→ ACTIONS TO TAKE:
[A] According to the blog post about the Mummer Museum, in what year did the museum open?
[B] From the blog post about the Mummer Museum, transcribe the passage that begins with "Inside the warehouse" and continues through "disappointed as well.".

→ PASSAGE FOR REVIEW:
——————

Showing posts with label Interactivity. Show all posts
Showing posts with label Interactivity. Show all posts

Monday, March 24, 2008

The Mummer Museum

The Mummer Entraceway with the most recent winners



The Mummer Museum opened in 1976. If you open another window with the website, you can actually listen to String Band Music while you read this. I don't really know the difference between String Bands and Fancy Brigades and the Comics. So I will admit that while I went to the Museum to entertain a teenage cousin, I was indeed hoping to learn something new. However, I don't really think that it has been updated, other than the substitution of a newer costume here and there, since 1980. I won't lie: I enjoy putting on a costume that has been bedazzled with countless sequins and feathers as much as the next guy, but if you wanted to actually LEARN about the Mummers, I'd steer clear of the text panels.












At the top of the stairs, you enter a small hallway and are greeted by a figure in costume that looks kind of dated, but you hope its not a portend of the rest of the space.















Inside the warehouse like space, similar to the spaces where these creations are manufactured, there are photo murals on the walls and random snippets of costumes with no real labels all over a room with lots of natural lighting. I know these are pirates. But I don't know which club made them, what year they were worn, if they won awards, or if they belong to a fancy brigade [let alone what a fancy was]. Arrrrgh.






This the first text panel you see out of the giant warehouse-like space. And the light has burned out the panel: The Origins of Mummery. I *know*. I was disappointed as well.











It kind of looks like a Fun House, and really, why shouldn't it? What you are really seeing is that not a lot of the lightbulbs work. On the left? A series of "questions" and you can hit a button to see the answer. 2 of the 8 worked.









I don't know what was 5 degrees in 1918 and 62 in 1973, I just know that information stopped around then.







"these" are Mummers. There is a chance that one of the lit up featured folks was working on a Pan Am plane






Though they seem fancy, in that different images light up at various times, its obvious there once was a third of these outlines that no longer works at all. And while I like a period mustache as much as the next museum visitor, it seems like this part could be easily updated.

——————

→ SOURCE MATERIAL:
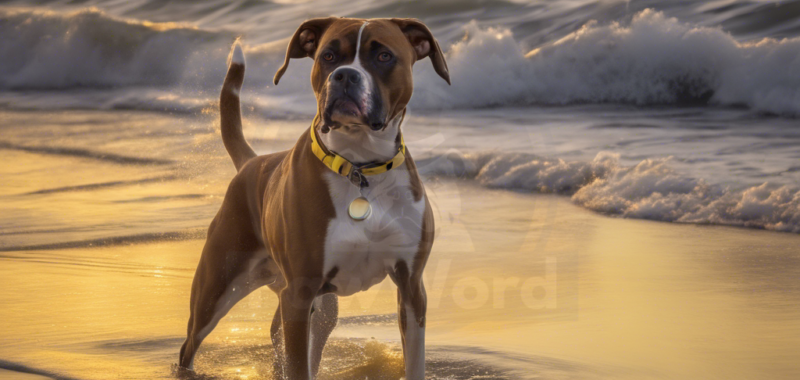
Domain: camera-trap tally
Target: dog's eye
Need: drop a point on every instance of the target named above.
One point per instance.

——————

→ PER-TASK OUTPUTS:
[A] 1976

[B]
Inside the warehouse like space, similar to the spaces where these creations are manufactured, there are photo murals on the walls and random snippets of costumes with no real labels all over a room with lots of natural lighting. I know these are pirates. But I don't know which club made them, what year they were worn, if they won awards, or if they belong to a fancy brigade [let alone what a fancy was]. Arrrrgh.






This the first text panel you see out of the giant warehouse-like space. And the light has burned out the panel: The Origins of Mummery. I *know*. I was disappointed as well.